(Saved data entries)
* * * *
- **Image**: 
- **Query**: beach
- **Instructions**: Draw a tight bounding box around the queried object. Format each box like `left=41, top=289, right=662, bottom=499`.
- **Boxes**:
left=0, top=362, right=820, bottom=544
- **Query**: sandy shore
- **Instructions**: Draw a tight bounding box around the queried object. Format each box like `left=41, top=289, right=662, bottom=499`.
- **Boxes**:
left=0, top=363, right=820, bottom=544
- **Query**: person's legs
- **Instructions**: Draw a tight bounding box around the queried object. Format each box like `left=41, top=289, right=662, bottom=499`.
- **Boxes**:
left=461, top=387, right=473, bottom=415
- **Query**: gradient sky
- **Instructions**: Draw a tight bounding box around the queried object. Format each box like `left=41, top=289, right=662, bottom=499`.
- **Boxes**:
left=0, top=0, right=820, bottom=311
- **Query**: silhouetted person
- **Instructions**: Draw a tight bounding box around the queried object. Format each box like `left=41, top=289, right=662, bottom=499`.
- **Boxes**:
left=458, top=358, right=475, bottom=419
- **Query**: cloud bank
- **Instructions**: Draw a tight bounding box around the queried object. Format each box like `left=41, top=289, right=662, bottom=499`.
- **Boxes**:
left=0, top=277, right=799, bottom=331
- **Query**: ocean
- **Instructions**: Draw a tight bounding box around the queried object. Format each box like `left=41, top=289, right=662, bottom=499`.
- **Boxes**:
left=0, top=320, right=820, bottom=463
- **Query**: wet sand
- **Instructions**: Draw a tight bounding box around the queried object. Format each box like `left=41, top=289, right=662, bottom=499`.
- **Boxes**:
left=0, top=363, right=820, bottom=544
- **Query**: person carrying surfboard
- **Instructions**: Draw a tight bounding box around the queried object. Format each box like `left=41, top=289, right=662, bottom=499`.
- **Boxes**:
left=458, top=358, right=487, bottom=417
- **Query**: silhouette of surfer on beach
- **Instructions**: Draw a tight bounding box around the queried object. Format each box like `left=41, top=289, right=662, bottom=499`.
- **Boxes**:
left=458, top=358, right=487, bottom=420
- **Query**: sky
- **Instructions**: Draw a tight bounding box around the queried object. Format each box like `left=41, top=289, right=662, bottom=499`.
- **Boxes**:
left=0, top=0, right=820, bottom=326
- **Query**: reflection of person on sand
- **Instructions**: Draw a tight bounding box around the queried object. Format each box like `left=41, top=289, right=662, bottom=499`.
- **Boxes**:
* * * *
_The exercise_.
Update the data above by changing every "tight bounding box" to "close-fitting bounding box". Leave all other text untouched.

_Correct output_.
- **Image**: 
- **Query**: beach
- **Instructions**: Draw a close-fitting bounding box around the queried object. Format each box like `left=41, top=289, right=662, bottom=499`.
- **Boxes**:
left=0, top=362, right=820, bottom=544
- **Query**: sandy shore
- **Instructions**: Draw a close-fitting bounding box around the queried object. Format each box like `left=41, top=289, right=662, bottom=499`.
- **Boxes**:
left=0, top=363, right=820, bottom=544
- **Query**: person's legs
- **Instructions**: Draw a close-fitting bounding box around the queried object. Format each box like `left=41, top=289, right=662, bottom=499`.
- **Boxes**:
left=461, top=387, right=473, bottom=415
- **Query**: gradient sky
- **Instructions**: Draw a close-fitting bounding box around the queried object. Format each box like `left=41, top=289, right=662, bottom=499`.
- **Boxes**:
left=0, top=0, right=820, bottom=311
- **Query**: silhouetted person
- **Instructions**: Draw a close-fitting bounding box around the queried object. Format each box like `left=41, top=289, right=662, bottom=499`.
- **Boxes**:
left=458, top=358, right=475, bottom=419
- **Query**: cloud bank
- **Instructions**: Draw a close-fitting bounding box around the queried object. Format each box like `left=41, top=289, right=662, bottom=499`.
- **Boxes**:
left=0, top=277, right=799, bottom=331
- **Query**: ocean
- **Instructions**: Draw a close-fitting bounding box around the queried object. Format each box like `left=41, top=289, right=662, bottom=499`.
- **Boxes**:
left=0, top=320, right=820, bottom=463
- **Query**: wet sand
- **Instructions**: Draw a close-fitting bounding box around the queried object. Format each box like `left=41, top=289, right=662, bottom=499`.
- **Boxes**:
left=0, top=363, right=820, bottom=544
- **Query**: person carrying surfboard
- **Instructions**: Draw a close-fitting bounding box around the queried object. Format each box like `left=41, top=289, right=662, bottom=499`.
- **Boxes**:
left=458, top=358, right=487, bottom=417
- **Query**: silhouette of surfer on beach
- **Instructions**: Draw a close-fitting bounding box around the queried object. Format each box like `left=41, top=289, right=662, bottom=499`.
- **Boxes**:
left=458, top=358, right=487, bottom=420
- **Query**: sky
- **Instructions**: Draw a close-fitting bounding box around the queried object. Format each box like `left=41, top=289, right=662, bottom=499`.
- **Boxes**:
left=0, top=0, right=820, bottom=326
- **Query**: reflection of person on sand
- **Instructions**: Draw a close-fitting bounding box around the queried object. Format each box like `left=41, top=289, right=662, bottom=499`.
- **Boxes**:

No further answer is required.